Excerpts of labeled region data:
▼▼▼

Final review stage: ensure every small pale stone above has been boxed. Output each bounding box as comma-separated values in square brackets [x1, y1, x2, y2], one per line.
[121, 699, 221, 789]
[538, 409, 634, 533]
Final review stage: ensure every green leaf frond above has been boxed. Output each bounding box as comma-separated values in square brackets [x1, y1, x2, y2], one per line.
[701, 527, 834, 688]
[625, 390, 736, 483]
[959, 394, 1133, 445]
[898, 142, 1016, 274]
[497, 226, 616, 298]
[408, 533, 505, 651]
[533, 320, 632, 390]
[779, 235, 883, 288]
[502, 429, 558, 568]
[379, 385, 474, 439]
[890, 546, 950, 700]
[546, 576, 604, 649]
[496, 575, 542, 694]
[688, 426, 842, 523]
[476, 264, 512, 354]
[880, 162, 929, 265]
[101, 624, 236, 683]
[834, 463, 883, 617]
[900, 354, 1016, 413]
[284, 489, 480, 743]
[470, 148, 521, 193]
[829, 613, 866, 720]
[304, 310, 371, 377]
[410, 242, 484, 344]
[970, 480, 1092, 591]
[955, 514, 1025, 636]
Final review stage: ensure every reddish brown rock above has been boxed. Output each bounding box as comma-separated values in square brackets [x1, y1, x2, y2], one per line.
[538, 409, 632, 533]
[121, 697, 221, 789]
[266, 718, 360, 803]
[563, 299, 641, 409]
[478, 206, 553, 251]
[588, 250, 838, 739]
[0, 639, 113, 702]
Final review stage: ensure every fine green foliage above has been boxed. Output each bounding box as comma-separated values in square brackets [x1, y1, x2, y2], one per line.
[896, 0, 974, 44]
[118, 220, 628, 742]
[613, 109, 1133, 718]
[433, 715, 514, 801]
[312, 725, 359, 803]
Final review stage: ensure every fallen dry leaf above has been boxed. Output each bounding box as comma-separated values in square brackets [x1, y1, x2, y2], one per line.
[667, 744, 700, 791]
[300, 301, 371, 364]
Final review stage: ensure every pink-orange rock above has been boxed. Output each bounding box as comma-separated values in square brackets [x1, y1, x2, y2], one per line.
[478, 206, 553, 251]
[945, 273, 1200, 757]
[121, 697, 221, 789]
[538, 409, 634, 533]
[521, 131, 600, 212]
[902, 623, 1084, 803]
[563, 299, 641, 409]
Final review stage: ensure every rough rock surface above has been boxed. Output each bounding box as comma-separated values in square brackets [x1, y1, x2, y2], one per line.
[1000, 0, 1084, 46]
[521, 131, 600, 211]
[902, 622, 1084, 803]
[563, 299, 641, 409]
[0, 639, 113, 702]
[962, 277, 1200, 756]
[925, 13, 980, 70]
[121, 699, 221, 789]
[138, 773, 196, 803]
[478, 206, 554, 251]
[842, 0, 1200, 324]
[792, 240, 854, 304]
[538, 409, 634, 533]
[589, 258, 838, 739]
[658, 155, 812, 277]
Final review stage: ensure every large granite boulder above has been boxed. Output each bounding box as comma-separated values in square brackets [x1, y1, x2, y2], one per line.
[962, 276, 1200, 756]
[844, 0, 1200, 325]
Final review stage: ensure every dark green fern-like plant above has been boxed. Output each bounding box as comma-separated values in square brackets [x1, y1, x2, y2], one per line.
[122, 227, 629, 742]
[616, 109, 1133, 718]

▲▲▲

Given exercise:
Beginning at the line where "Final review stage: ensure every pink-orange" appears, extract each line through the end of the data above; keep them exact and include nothing else.

Full output:
Final review stage: ensure every pink-orange rock above has been boxed. Output each bounding box as comma-separated values in square brackets [x1, y1, x2, y2], one per line.
[478, 206, 553, 251]
[945, 273, 1200, 757]
[121, 697, 221, 789]
[538, 409, 634, 533]
[521, 131, 600, 212]
[902, 623, 1084, 803]
[563, 299, 641, 409]
Final review stage: ensure every rough rock surface above has been boxed. Output each bounding box as comma-separated values in square brackets [x1, y1, x2, y2], one per line.
[1000, 0, 1084, 46]
[521, 131, 600, 211]
[902, 622, 1084, 803]
[563, 299, 641, 409]
[0, 639, 113, 702]
[962, 277, 1200, 756]
[925, 13, 980, 70]
[121, 699, 221, 789]
[138, 773, 196, 803]
[478, 206, 554, 251]
[842, 0, 1200, 324]
[792, 240, 854, 304]
[538, 409, 634, 533]
[589, 258, 838, 739]
[658, 155, 812, 277]
Final review stage: ensure every large granite boulder above has been boxed. Output each bounding box as comma-separated values in square brackets [x1, y1, x2, y2], one per line.
[962, 276, 1200, 756]
[844, 0, 1200, 325]
Final review stage: ensure every dark green fern-like plant above has been boxed. Output each bounding box as comma-separated values in square brackets [x1, y1, x2, y2], one per line.
[122, 227, 629, 742]
[616, 109, 1133, 718]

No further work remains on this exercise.